* **Brief 1**
Reproduce word for word the part of the forum post on storing surplus clean energy between "Currently, there is" and "such high pressure.", inclusive.

# # # # #

Currently, there is temporal overproduction of clean energy and problems with its storage. E.g., some countries (in Eastern Europe) have stopped support for new solar panel parts because the current electricity systems cannot cope with the overproduction of solar electricity, especially during the spikes. Why is there no industrial deployment of this reaction?

I can imagine several challenges that can be too difficult to overcome:

  • $\ce{CO2}$ is plentiful but there may be no process to capture it from the air and such sucking can have a bad impact on local regions (all the $\ce{CO2}$ is sucked from some region and there is no sufficient amount left for plants and crops)

  • The reaction requires $3\,\pu{MPa}$ pressure and it may be impossible to achieve such high pressure.

  • The reaction requires some catalysts. While $\ce{Ni}$ is mentioned, it itself is costly and may require replacement with costly rare earth catalysts.

I have no idea about all of this. But the idea seems to miraculous not to think about it.

There is already a more general question that was asked 10 years ago. My question is more specific and the situation has changed. Especially - my question exclude the energy as challenge. While the cost of energy can be high (e.g., in NordPool 2022), generally there are solar panel solutions that are not being adapted because of the energy storage and flow unreliability problem. So, the cost of energy stems mostly from the problem of storage and not from the global availability of electricity. As I said, some countries have withdrawn support for solar panels and explicitly states that no new solar panels can be connected to the grid. So, the energy challenge should be considered as solved in case of my question.

# # # # #

* **Brief 2**
Return each line of the records that contains the string "ballet", treating uppercase and lowercase as different.

* **Provided records**

# # # # #

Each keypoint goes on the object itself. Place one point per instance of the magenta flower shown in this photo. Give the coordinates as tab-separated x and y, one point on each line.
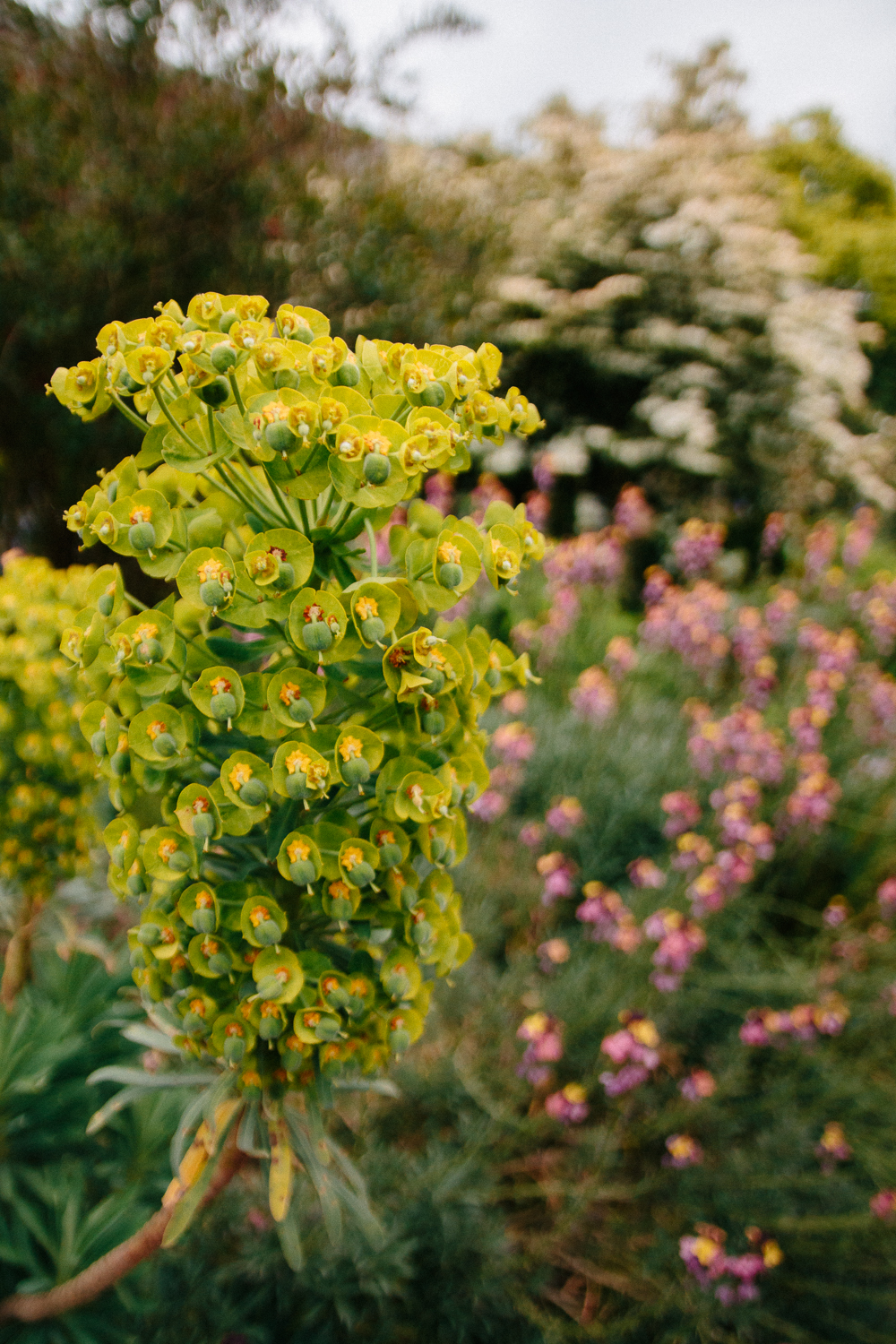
568	1105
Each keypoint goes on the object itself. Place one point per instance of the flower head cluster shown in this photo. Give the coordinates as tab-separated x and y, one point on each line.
697	546
680	940
610	918
594	695
47	820
634	1047
544	1047
734	1276
300	725
826	1018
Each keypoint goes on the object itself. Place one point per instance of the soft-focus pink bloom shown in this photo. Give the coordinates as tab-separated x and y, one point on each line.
627	1078
594	695
657	582
697	1085
633	513
621	656
489	488
559	876
780	613
564	816
683	1152
683	811
568	1105
772	534
697	546
821	546
643	873
544	1037
884	1203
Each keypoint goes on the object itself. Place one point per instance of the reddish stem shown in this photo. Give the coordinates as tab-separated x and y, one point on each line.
99	1276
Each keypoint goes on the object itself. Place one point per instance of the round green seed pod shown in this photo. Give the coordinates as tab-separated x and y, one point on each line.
349	374
142	537
223	706
357	771
341	908
373	629
253	793
376	468
287	577
120	763
203	825
223	357
435	722
203	919
212	593
271	1029
268	933
234	1048
390	855
317	636
150	650
280	437
296	785
400	1039
438	849
269	988
303	873
363	874
214	392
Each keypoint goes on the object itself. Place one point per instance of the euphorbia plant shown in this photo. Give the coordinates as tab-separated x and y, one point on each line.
292	737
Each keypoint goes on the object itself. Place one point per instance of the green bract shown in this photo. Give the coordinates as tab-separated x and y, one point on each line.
288	738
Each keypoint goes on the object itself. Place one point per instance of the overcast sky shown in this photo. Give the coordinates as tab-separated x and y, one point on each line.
602	54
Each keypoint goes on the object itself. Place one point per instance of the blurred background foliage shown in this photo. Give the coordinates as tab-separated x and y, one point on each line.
710	314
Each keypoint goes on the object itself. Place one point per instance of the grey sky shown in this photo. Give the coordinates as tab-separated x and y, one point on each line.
798	54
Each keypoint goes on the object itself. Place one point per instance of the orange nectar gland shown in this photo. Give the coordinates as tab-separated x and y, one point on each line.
297	851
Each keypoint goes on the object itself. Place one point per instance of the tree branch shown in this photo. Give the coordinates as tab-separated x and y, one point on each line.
99	1276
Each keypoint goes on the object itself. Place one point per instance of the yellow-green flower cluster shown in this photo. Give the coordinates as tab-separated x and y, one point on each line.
47	777
292	737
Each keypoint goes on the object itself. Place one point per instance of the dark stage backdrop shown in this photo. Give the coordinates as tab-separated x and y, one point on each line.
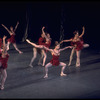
73	14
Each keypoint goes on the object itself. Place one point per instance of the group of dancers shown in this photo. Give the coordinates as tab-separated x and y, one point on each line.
4	47
77	44
42	47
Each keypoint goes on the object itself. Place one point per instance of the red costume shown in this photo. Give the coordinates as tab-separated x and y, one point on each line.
12	39
79	44
4	61
47	45
55	60
0	43
41	41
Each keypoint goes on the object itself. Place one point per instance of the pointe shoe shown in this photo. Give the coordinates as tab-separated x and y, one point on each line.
30	65
62	74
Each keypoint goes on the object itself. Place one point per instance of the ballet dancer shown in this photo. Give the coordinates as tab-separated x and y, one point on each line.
78	44
12	37
3	64
55	54
43	40
47	44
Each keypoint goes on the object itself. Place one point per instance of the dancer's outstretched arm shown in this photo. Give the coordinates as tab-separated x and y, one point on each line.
33	44
16	26
65	48
82	32
6	28
4	45
44	32
51	50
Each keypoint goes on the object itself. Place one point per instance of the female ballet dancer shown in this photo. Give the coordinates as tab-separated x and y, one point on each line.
78	44
47	44
55	54
3	64
12	37
43	40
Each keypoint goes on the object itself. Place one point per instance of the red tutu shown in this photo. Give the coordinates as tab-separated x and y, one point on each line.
47	45
41	41
4	61
55	60
79	44
12	39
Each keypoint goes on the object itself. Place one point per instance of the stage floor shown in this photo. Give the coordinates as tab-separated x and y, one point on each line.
26	82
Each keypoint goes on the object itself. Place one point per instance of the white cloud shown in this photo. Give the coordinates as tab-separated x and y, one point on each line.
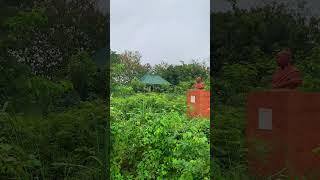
170	30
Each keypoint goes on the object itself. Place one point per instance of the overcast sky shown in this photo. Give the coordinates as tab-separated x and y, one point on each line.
161	30
222	5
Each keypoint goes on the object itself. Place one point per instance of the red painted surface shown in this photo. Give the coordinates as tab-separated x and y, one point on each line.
295	133
201	106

# # # # #

* **Problem solution 1**
Currently, there is temporal overproduction of clean energy and problems with its storage. E.g., some countries (in Eastern Europe) have stopped support for new solar panel parts because the current electricity systems cannot cope with the overproduction of solar electricity, especially during the spikes. Why is there no industrial deployment of this reaction?

I can imagine several challenges that can be too difficult to overcome:

  • $\ce{CO2}$ is plentiful but there may be no process to capture it from the air and such sucking can have a bad impact on local regions (all the $\ce{CO2}$ is sucked from some region and there is no sufficient amount left for plants and crops)

  • The reaction requires $3\,\pu{MPa}$ pressure and it may be impossible to achieve such high pressure.

* **Problem solution 2**
Each keypoint goes on the object itself. Place one point per instance of the ballet dancer shown in this photo. Give the coordinates as tab-separated x and y, one point on each line.
Each keypoint goes on the object itself. Place one point per instance of the female ballet dancer shown in this photo. Give the coordinates as tab-separated x and y, one point on each line.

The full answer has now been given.